### Provided text
Good news, you would think, given the disastrous obsession with home ownership, which stands at around 82%. Spain’s love affair with bricks and mortar led to a speculative bubble, that in 2007 then burst, sending the once booming economy into a deep crisis from which Spain appears unable to recover.
The right-wing administration of Mariano Rajoy argues it is trying to tackle the fact that landlords are reluctant to rent their property because the law is too easy on rogue tenants.
So it will be give them greater legal safeguards against defaults. Tenants, meanwhile, will get greater ‘flexibility’ to end their leases. The law will encourage ‘fast-track evictions’ of tenants in default, settling arrears at the last minute will no longer protect defaulters from eviction.
The secretary of state for infrastructure, Rafael Catalá, says the aim is to prevent abuses by ‘default professionals.’ Owners will also have an easier time getting their property back if they need it for themselves, as they will only need to give two months’ notice .
And tenants gain ‘flexibility’ too, as they only now have to give one month’s notice instead of two, if they wish to terminate their lease ahead of time.
But as part of a package of changes, the administration of premier Mariano Rajoy is also curtailing the use of the Consumer Price Index (CPI) as the basis for annual rises in the rent. Current legislation stipulates that during the first five years, rent is indexed to the CPI inflation rate, and only after that period, can it be freely negotiated. That period had now been reduced to three years.

### Work item A
Translate this sentence from the passage on Spain's rental law into Spanish: "And tenants gain ‘flexibility’ too, as they only now have to give one month’s notice instead of two, if they wish to terminate their lease ahead of time."
### Work item B
Reproduce the part of the passage on Spain's rental law starting with "The secretary of" and going on through "ahead of time.".

### Records shown
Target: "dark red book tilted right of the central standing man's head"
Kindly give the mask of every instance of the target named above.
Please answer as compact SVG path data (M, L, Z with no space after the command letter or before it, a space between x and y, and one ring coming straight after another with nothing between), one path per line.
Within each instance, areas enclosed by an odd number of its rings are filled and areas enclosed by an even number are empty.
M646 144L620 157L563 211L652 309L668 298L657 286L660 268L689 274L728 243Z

### Exercise output A
Y los inquilinos también ganan «flexibilidad», ya que ahora solo tienen que avisar con un mes de antelación en lugar de dos si desean rescindir su contrato de alquiler antes de tiempo.

### Exercise output B
The secretary of state for infrastructure, Rafael Catalá, says the aim is to prevent abuses by ‘default professionals.’ Owners will also have an easier time getting their property back if they need it for themselves, as they will only need to give two months’ notice .
And tenants gain ‘flexibility’ too, as they only now have to give one month’s notice instead of two, if they wish to terminate their lease ahead of time.